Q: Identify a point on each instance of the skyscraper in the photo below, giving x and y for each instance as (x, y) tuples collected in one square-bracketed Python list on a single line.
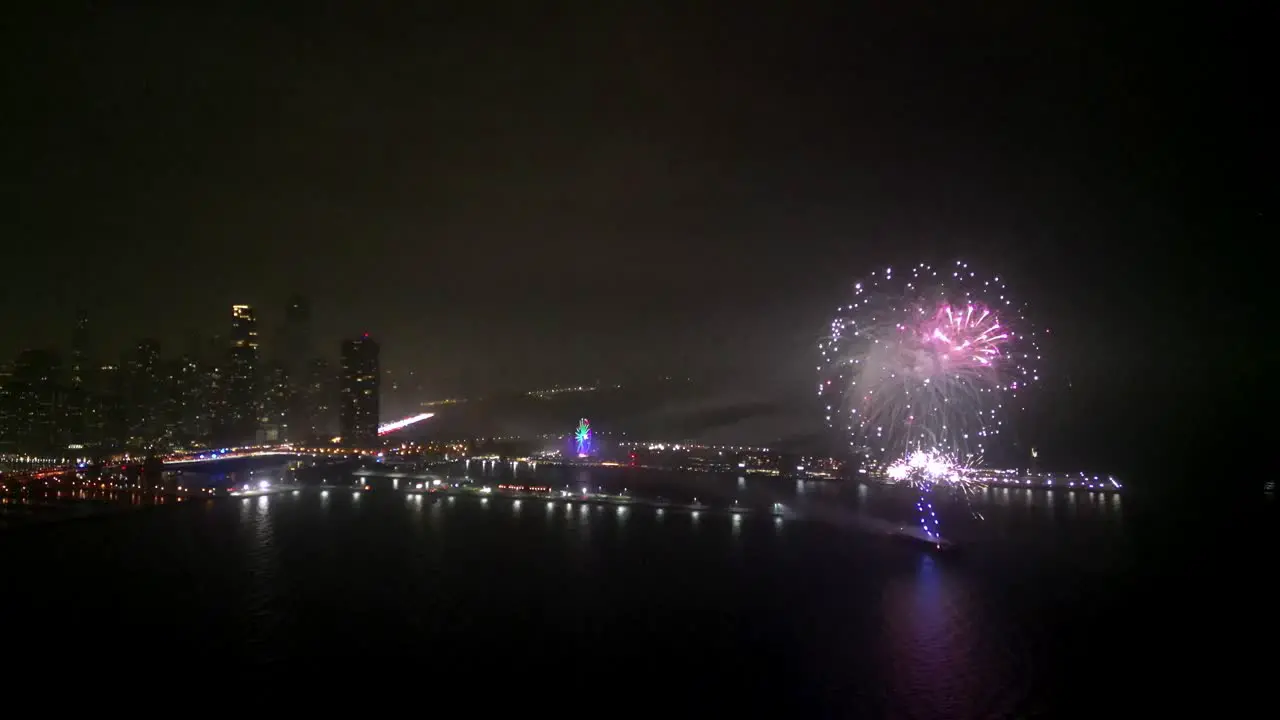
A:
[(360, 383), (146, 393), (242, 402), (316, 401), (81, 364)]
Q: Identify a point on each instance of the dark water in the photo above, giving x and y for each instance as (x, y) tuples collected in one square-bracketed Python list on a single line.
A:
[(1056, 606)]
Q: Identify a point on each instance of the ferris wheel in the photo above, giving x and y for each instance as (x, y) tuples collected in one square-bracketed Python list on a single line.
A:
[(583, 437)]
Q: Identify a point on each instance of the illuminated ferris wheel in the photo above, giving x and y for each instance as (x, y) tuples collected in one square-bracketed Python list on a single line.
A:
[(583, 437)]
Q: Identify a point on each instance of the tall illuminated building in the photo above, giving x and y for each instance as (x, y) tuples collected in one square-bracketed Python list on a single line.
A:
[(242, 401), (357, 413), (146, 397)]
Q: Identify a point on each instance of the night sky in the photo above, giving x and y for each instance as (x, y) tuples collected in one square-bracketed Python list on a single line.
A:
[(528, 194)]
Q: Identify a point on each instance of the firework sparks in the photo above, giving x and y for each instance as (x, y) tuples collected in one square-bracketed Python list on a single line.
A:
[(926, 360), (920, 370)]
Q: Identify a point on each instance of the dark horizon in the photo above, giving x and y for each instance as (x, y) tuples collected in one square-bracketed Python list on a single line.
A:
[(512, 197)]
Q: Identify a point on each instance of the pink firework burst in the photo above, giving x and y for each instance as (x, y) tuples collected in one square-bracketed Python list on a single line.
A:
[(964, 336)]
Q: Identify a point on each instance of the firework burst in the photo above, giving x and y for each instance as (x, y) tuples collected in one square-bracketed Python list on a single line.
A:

◆ **Exercise goal**: Please repeat all of the entries above, substituting "observation wheel" for every occurrence of "ferris wheel" and leaving everything else unchanged. Omit the pictures from your answer.

◆ **Task response**:
Q: Identify a point on each instance of the skyscraper in the photo below, giving x and y for each instance as (x, y) tuples collected in one square-bracketed Python list on a single line.
A:
[(360, 383), (146, 393), (242, 402), (316, 401), (81, 364)]
Q: Identify a point on each instance of the dark water in the photo above, giving x and y for each instance as (x, y) tuples collected in one square-bracketed Python list on a single line.
A:
[(1056, 606)]
Q: Identify a point on each instance of the observation wheel in the photo above, giving x and y for each instance as (x, y) tuples collected in one square-bracketed Python list on a single line.
A:
[(583, 437)]
Q: Identify a point on each instance of the illuminated observation wheel in the photo above, giving x and y for each instance as (x, y) tuples collected in one square-bracketed Python list on a single line.
A:
[(583, 437)]
Q: Identify a point on each instance of the tall illuminated building in the photo above, giving x and y for each instance as (x, y) tuples collected in one square-bracketed Python list on a single line.
A:
[(242, 401), (357, 413), (146, 397)]
Q: Identify a point on each instance of the night sky in the photo above, giving x and y for each instance as (x, y) tuples collected in one square-bracketed Python list on a single line.
A:
[(528, 194)]
Q: Identify a point on each instance of the firework sparks in the photo above, giving x and y for each instance as (x, y) tuples collected in one square-bracketed Python list on a single line.
A:
[(926, 360), (920, 370)]
Q: Identify a point on each instance of the dark horizon in the photo above, giving x and y for each instance as (x, y) tuples collected in one square-bracketed Python list on a single line.
A:
[(512, 197)]
Q: Identify a point on each instance of the pink firework burst in the photo above, giving x and y for each instance as (x, y) tuples collected in one square-bracketed Python list on a single line.
A:
[(964, 336)]
Q: Identify a point on each instance of the firework burst in the photo above, giving x and y for each instance as (x, y) tuples collected in one square-bracketed Python list on a single line.
A:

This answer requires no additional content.